▸ STATED GOAL:
Extract each line from the listing below that contains the word "glove".

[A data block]
--- BEGIN ---
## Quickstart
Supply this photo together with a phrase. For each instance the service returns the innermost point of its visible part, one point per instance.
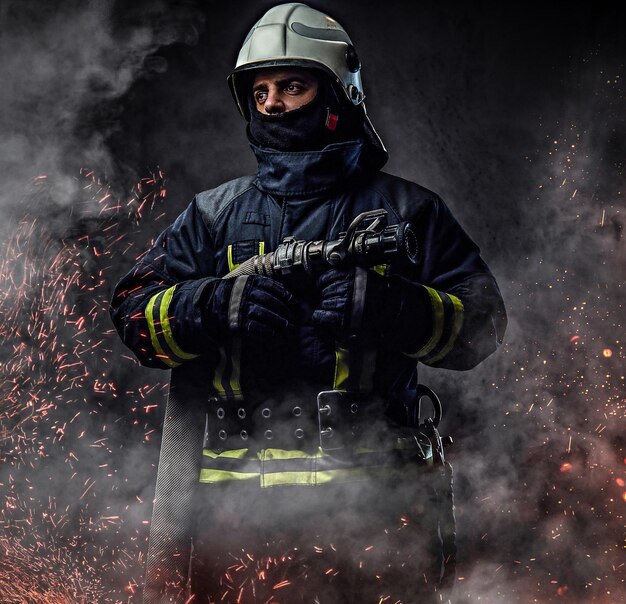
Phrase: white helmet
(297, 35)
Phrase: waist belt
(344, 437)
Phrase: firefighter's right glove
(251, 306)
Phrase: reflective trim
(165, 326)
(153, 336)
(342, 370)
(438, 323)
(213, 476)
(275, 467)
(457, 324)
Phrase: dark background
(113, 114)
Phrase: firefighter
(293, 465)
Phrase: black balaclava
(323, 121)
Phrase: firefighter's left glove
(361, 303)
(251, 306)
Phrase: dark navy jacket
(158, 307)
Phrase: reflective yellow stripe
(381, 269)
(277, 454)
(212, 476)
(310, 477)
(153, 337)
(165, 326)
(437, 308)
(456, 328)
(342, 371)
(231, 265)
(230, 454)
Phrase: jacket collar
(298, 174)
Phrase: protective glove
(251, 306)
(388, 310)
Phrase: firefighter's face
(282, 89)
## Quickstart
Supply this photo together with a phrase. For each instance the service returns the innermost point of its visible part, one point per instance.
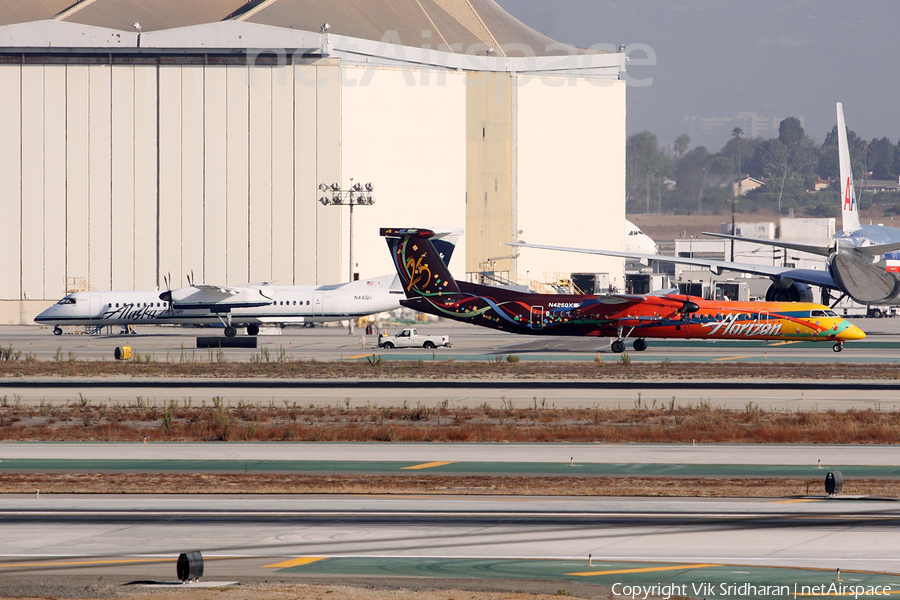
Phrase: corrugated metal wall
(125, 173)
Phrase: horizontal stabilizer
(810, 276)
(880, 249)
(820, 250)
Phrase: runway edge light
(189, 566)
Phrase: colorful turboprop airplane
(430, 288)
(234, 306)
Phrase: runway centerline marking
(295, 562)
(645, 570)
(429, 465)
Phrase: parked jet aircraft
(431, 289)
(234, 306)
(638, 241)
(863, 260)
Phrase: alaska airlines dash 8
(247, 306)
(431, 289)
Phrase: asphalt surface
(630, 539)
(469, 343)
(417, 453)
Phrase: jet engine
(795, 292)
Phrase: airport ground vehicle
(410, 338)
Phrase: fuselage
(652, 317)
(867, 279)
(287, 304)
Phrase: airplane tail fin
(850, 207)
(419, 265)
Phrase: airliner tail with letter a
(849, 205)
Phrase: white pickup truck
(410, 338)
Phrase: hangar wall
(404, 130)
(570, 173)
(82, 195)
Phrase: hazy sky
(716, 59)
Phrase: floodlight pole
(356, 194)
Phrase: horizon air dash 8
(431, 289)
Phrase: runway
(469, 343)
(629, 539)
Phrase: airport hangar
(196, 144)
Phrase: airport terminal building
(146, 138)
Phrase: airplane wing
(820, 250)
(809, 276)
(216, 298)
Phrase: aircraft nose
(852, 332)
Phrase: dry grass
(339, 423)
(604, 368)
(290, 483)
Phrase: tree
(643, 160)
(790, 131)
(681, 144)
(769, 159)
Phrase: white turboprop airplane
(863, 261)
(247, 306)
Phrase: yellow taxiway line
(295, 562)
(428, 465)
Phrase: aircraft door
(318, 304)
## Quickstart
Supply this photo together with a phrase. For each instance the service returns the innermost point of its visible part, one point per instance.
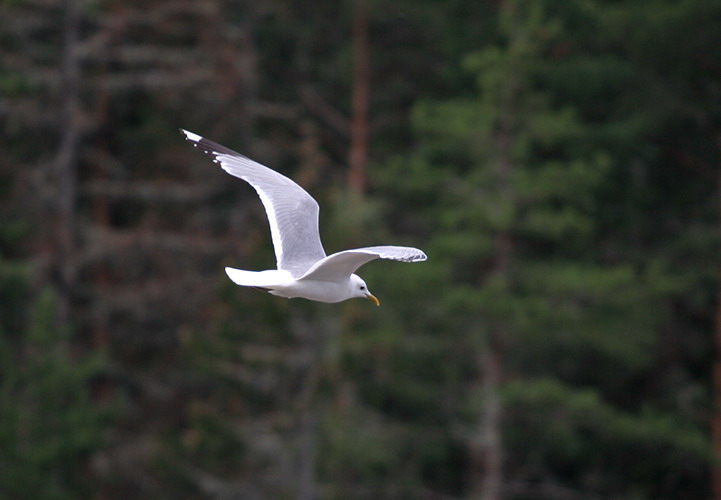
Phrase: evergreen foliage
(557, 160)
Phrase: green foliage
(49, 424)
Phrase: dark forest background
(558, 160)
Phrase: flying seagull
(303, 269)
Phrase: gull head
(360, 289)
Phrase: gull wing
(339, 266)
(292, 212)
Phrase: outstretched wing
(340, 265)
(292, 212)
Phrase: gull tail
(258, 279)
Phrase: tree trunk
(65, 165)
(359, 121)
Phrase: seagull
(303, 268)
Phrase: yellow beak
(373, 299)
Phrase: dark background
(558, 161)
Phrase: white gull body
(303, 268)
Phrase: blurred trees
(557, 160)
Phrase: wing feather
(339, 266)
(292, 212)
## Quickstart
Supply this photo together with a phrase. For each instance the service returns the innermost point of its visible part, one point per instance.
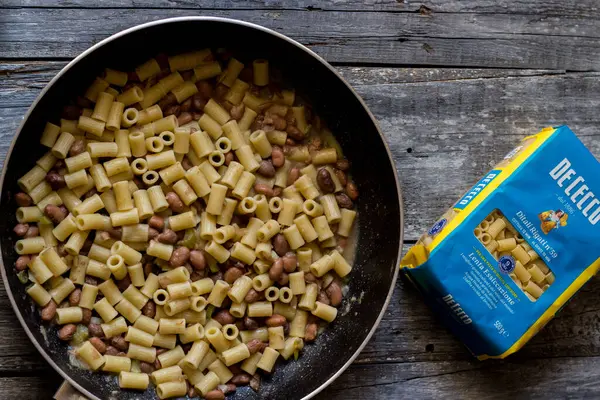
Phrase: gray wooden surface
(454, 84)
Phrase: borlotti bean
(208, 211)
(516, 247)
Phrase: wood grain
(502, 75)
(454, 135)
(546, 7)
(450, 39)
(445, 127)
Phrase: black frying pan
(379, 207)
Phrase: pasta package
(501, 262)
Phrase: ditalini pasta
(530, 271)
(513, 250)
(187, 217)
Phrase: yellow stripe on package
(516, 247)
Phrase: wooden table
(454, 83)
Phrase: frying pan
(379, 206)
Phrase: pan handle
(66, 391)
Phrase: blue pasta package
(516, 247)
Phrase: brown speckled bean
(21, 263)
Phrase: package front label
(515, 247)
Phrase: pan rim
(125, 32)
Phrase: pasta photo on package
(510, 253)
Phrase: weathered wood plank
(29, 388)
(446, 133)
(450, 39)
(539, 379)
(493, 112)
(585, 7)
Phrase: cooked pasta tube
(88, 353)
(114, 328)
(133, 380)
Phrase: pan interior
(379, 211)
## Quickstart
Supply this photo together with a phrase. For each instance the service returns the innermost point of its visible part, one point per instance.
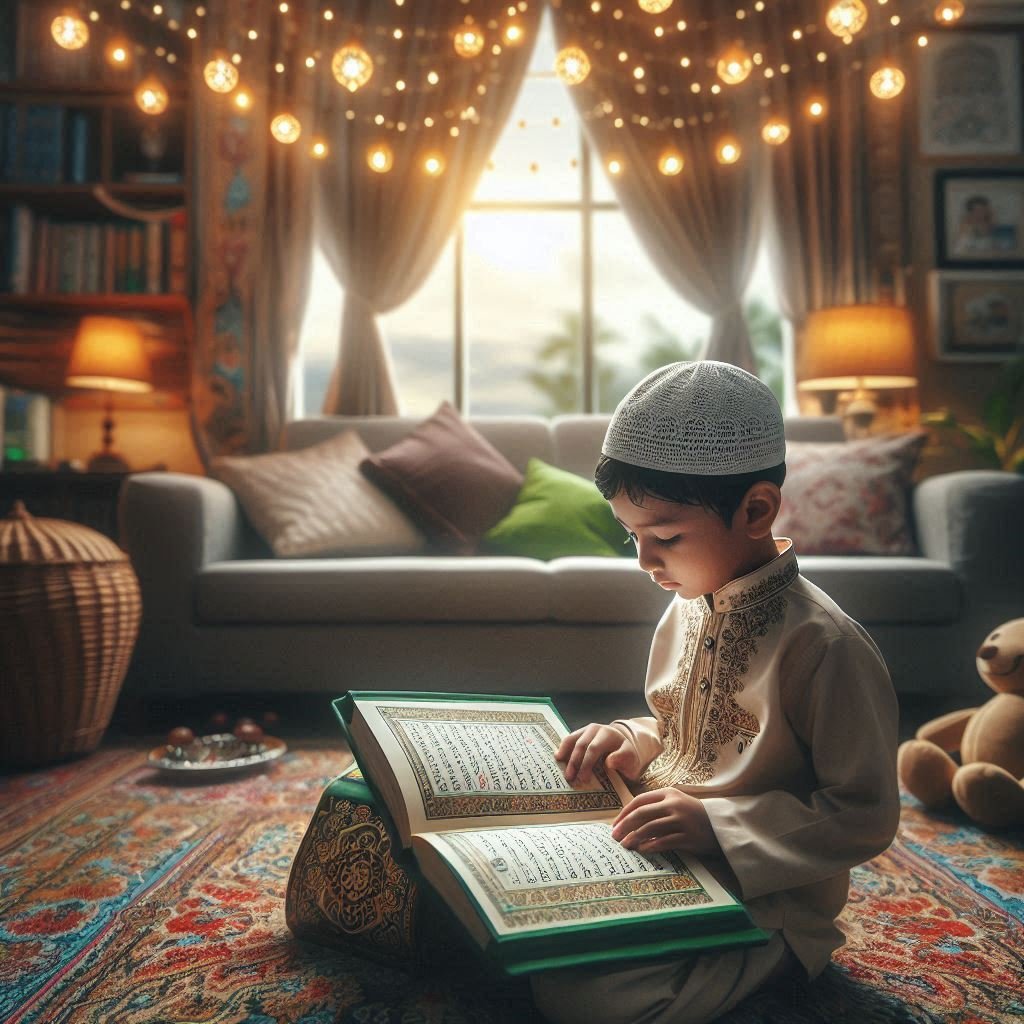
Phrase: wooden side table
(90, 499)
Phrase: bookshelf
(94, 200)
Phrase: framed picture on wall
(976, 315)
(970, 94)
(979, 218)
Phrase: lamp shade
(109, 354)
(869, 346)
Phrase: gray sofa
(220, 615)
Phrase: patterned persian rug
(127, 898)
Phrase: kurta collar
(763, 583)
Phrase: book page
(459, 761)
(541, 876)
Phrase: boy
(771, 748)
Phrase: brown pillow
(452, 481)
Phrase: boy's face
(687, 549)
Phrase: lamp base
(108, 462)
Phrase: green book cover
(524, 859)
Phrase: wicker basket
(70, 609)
--- END ---
--- BEGIN ---
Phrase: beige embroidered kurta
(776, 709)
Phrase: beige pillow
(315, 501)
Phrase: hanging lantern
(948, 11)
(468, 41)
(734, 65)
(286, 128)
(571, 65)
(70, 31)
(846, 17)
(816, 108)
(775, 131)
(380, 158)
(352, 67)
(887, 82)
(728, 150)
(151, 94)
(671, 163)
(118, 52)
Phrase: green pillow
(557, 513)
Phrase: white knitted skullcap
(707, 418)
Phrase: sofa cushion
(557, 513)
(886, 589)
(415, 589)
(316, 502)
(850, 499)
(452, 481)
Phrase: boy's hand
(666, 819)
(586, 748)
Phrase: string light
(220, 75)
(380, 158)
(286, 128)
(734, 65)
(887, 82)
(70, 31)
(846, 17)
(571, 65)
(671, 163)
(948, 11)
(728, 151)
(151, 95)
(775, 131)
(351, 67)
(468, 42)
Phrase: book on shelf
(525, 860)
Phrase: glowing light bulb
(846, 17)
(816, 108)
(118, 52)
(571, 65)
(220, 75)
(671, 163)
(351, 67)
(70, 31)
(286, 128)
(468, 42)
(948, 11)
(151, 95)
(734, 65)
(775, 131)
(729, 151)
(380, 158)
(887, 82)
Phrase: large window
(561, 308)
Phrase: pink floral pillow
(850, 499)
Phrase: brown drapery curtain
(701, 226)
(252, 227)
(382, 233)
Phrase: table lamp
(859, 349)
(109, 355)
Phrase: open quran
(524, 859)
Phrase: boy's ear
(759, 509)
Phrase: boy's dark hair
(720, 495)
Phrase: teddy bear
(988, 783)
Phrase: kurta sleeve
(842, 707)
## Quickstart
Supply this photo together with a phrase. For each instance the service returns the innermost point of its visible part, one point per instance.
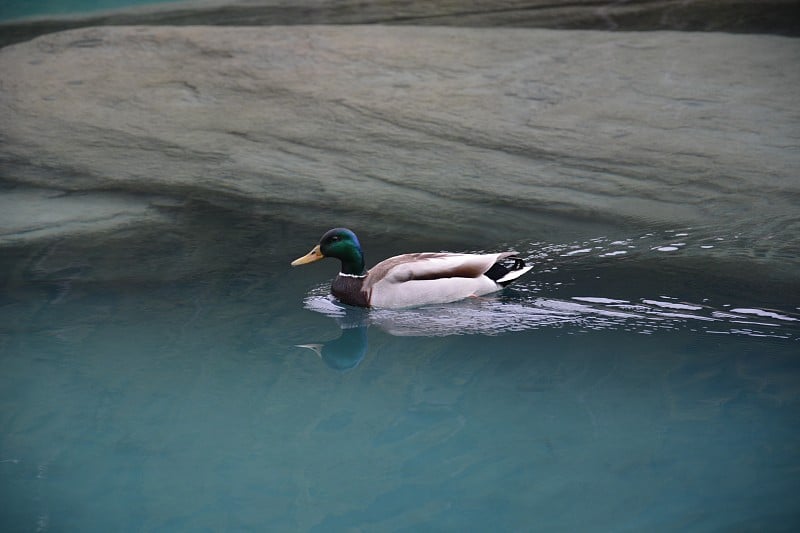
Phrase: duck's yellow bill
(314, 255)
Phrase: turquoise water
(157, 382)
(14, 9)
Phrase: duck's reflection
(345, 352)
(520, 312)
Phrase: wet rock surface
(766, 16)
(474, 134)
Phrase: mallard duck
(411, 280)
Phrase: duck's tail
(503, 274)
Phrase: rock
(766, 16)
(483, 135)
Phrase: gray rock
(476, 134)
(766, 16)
--- END ---
▸ RESULT FOR THIS TASK:
Phrase: firefighter's right glove
Phrase: firefighter's left glove
Phrase: protective glove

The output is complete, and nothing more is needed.